Entries from a point annotation set:
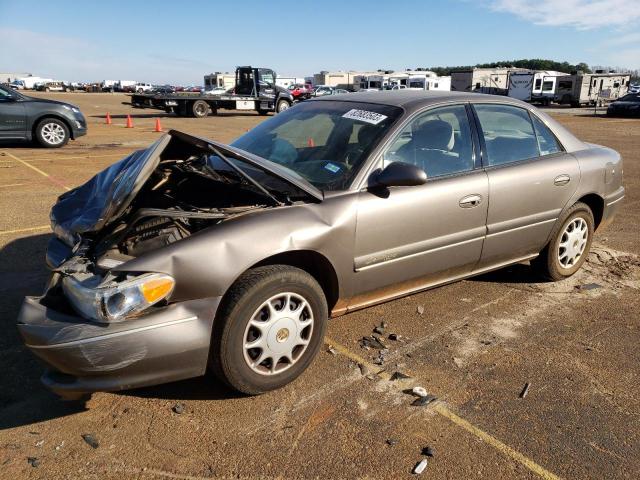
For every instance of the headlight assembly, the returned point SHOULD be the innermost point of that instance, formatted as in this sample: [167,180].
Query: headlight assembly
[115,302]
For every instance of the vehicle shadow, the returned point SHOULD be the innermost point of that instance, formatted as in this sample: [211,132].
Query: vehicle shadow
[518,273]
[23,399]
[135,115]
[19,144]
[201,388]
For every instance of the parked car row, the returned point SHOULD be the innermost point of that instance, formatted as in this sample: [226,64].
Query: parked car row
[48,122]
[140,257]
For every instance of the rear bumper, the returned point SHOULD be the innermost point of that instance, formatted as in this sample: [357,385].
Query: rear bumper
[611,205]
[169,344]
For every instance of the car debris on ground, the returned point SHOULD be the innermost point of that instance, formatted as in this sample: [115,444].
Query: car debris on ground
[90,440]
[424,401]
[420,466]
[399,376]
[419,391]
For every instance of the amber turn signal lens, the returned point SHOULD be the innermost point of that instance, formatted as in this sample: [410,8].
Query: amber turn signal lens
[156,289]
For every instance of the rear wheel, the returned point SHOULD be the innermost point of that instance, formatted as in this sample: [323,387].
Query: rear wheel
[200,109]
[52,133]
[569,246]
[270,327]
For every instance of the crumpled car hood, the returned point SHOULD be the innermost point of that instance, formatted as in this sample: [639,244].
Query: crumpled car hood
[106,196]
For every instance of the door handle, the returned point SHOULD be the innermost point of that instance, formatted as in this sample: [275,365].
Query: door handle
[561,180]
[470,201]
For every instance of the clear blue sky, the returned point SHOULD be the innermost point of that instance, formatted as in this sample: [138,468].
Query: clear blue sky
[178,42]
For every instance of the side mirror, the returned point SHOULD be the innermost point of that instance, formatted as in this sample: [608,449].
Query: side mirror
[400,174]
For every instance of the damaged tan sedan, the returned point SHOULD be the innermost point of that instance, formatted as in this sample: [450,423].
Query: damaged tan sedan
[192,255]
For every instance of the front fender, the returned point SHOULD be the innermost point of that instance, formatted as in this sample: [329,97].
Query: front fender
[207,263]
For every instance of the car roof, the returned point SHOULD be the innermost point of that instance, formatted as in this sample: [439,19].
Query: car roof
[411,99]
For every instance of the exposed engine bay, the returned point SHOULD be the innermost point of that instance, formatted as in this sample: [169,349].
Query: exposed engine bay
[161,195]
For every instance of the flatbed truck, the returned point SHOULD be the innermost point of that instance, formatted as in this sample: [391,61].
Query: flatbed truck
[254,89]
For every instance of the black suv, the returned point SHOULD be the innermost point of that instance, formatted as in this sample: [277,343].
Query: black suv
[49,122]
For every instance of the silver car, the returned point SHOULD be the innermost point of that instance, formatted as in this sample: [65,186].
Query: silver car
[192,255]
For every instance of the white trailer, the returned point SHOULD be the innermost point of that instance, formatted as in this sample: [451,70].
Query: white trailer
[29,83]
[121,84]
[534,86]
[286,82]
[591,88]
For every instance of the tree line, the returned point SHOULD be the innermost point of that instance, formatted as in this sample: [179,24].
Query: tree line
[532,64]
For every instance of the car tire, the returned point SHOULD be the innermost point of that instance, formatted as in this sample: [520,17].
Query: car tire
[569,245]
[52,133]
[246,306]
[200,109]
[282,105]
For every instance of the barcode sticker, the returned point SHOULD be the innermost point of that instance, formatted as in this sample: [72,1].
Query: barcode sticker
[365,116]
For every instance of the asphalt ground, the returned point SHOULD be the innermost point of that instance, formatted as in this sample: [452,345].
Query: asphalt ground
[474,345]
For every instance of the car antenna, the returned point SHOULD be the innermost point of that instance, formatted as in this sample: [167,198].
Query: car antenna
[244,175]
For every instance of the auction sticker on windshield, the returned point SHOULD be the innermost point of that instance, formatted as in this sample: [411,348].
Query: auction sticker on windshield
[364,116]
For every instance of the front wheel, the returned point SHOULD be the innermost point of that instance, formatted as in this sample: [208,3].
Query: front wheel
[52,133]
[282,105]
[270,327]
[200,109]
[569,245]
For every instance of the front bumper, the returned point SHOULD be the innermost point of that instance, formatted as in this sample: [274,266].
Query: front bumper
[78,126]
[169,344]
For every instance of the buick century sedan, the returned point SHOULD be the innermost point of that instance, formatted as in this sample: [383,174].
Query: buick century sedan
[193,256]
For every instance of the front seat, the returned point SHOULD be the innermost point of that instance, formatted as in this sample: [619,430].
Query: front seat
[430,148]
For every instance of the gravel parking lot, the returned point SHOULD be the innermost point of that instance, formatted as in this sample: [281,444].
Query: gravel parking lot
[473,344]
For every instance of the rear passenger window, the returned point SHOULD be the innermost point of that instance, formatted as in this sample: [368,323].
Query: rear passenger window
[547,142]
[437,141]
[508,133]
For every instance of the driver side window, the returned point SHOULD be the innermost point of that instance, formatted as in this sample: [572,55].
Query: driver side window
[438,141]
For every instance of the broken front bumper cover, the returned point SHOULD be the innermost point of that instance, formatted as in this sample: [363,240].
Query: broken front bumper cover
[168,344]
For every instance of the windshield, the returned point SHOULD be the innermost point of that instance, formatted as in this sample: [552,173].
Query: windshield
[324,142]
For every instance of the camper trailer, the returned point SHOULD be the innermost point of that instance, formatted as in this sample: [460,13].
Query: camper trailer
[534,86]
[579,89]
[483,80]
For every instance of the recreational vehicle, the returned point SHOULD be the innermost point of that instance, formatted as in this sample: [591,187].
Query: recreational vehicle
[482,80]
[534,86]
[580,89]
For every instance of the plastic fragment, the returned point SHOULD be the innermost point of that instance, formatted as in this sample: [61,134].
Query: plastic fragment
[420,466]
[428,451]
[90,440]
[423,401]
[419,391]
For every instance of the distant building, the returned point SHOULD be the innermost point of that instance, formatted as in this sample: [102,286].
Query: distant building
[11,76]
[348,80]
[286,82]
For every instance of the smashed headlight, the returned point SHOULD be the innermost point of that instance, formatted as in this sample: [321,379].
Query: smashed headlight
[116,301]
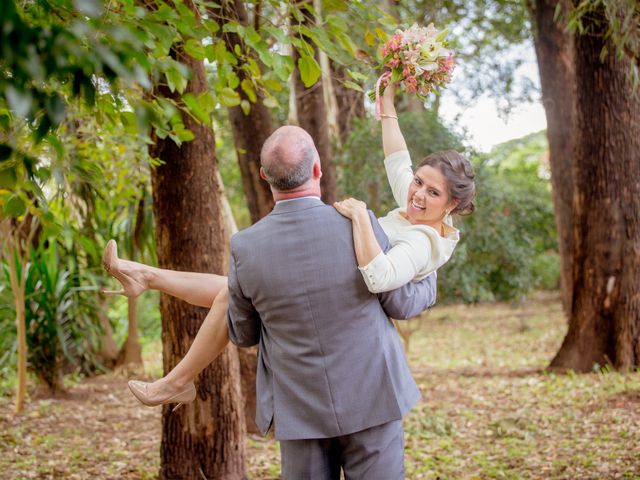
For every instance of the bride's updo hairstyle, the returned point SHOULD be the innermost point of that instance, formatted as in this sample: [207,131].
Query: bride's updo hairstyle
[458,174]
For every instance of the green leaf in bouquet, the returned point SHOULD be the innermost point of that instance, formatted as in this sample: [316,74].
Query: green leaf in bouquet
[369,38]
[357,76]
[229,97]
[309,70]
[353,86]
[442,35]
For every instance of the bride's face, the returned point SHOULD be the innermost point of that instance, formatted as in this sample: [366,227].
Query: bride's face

...

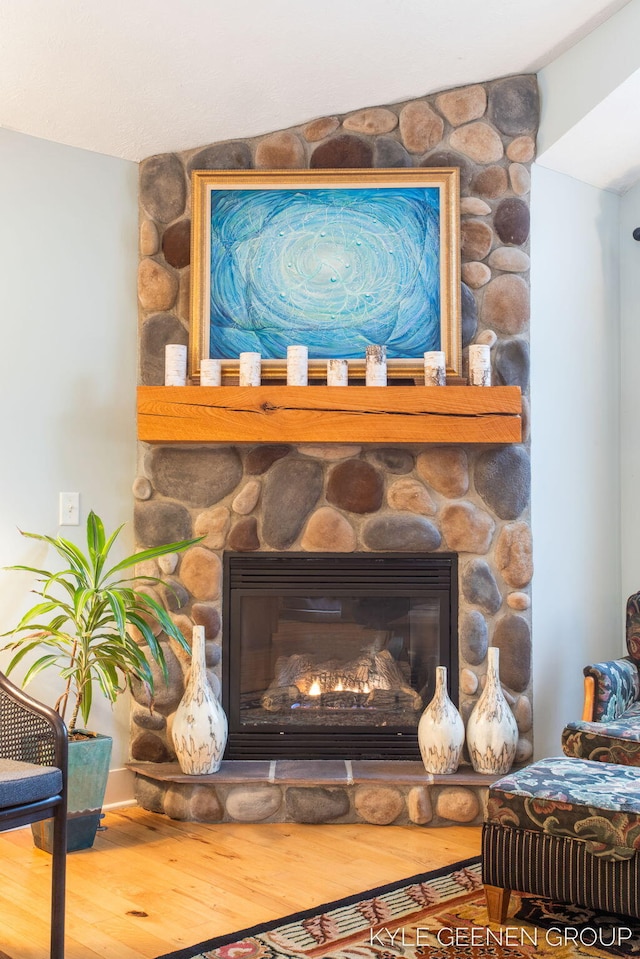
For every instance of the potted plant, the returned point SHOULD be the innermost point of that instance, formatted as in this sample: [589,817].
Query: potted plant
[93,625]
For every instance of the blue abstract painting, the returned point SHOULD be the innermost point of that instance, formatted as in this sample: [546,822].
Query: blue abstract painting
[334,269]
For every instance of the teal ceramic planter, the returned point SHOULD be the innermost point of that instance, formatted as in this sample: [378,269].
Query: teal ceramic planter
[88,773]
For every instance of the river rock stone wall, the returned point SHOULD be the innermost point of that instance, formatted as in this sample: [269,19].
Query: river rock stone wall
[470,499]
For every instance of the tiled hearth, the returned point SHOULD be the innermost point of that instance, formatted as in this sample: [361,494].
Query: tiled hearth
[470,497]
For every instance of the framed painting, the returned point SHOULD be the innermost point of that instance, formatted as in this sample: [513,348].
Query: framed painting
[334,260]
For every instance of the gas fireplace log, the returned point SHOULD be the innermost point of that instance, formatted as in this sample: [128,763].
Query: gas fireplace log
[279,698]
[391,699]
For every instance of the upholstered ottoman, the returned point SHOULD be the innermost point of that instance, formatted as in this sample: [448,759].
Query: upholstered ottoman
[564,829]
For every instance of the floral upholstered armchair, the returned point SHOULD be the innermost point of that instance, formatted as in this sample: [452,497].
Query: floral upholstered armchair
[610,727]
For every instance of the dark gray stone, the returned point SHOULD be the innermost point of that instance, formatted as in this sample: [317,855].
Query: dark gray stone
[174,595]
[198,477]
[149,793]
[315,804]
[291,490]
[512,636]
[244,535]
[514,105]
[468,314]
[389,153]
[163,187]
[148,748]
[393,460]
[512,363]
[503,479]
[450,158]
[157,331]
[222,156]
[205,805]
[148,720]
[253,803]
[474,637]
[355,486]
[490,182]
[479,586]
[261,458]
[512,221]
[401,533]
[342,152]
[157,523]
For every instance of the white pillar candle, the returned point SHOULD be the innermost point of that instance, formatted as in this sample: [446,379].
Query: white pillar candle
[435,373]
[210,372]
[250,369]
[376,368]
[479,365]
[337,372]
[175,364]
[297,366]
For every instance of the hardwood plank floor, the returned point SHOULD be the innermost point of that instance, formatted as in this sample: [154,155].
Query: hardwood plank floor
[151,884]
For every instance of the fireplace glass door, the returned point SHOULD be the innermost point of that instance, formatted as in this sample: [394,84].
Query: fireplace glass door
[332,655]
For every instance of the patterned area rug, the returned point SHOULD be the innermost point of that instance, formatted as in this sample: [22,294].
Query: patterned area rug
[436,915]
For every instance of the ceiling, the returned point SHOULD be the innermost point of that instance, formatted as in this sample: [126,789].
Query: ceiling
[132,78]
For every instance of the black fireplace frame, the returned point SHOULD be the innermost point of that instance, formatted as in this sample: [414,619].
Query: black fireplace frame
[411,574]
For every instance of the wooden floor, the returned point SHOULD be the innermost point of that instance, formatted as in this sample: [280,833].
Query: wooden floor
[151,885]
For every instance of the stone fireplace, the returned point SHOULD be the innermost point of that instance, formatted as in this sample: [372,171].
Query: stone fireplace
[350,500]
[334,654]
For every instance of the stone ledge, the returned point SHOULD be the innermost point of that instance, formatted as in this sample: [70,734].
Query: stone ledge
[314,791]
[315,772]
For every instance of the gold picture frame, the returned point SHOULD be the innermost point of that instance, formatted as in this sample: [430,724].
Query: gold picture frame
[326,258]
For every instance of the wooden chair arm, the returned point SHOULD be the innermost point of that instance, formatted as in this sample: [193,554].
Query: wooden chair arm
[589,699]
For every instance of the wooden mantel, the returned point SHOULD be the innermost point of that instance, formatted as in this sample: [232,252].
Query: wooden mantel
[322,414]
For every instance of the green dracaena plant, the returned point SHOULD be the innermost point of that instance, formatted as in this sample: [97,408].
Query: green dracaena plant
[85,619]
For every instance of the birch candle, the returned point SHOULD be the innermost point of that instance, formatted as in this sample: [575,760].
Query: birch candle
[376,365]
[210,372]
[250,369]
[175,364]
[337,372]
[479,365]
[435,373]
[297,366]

--

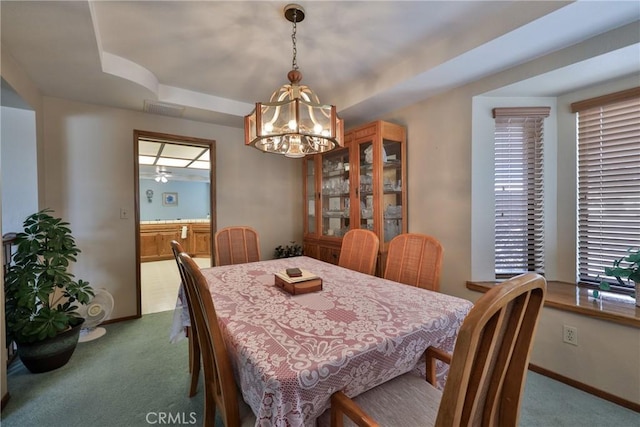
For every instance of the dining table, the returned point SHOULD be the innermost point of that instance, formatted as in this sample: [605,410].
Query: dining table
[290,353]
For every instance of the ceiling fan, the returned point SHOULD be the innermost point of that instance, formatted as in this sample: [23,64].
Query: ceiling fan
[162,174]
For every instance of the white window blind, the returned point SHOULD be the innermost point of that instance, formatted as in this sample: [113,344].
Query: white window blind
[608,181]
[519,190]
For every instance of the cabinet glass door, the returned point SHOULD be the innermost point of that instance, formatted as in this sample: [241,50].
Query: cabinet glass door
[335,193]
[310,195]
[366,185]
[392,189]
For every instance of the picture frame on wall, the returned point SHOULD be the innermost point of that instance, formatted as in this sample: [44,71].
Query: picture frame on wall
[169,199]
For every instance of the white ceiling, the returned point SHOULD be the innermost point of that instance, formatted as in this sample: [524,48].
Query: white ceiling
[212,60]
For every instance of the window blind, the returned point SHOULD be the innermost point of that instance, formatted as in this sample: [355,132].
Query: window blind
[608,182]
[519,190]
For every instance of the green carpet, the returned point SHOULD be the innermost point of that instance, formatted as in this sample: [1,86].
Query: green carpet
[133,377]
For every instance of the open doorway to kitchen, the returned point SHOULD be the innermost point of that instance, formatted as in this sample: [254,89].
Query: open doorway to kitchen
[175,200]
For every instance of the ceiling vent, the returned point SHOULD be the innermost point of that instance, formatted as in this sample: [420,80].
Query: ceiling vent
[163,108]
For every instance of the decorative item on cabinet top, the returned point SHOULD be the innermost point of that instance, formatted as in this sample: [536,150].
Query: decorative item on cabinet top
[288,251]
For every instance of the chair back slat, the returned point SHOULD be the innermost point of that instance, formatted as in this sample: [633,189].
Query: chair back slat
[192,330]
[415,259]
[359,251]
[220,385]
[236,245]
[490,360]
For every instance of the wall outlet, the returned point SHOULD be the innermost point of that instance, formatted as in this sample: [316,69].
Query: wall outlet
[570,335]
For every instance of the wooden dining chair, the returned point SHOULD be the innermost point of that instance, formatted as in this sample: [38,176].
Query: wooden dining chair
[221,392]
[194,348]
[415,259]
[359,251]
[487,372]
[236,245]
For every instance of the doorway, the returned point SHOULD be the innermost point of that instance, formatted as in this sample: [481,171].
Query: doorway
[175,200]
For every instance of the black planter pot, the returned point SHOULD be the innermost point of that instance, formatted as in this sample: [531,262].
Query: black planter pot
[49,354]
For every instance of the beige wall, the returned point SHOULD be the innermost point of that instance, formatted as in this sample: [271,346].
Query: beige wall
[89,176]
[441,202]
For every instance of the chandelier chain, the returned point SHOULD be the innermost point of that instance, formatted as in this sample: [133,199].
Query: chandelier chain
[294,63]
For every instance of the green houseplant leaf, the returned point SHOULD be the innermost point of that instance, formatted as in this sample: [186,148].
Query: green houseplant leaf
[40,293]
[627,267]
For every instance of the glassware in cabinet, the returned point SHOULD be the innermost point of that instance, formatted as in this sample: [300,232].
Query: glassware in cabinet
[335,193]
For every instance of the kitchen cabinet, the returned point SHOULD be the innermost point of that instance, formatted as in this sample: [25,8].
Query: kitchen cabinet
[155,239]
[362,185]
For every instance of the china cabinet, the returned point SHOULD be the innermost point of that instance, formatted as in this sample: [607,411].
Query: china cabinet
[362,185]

Aim of the exercise:
Extract every line of the records that contains the word "vehicle", and list those lines in the order they appear.

Written solution:
For every instance of the vehicle shadow, the returned point SHOULD be the innermost point of that instance, formatted as in this sample: [211,132].
Query: vehicle shadow
For every instance of the recreational vehicle, the returned point SHOULD be the innermost point of that instance, formatted as in this sample: [591,187].
Query: recreational vehicle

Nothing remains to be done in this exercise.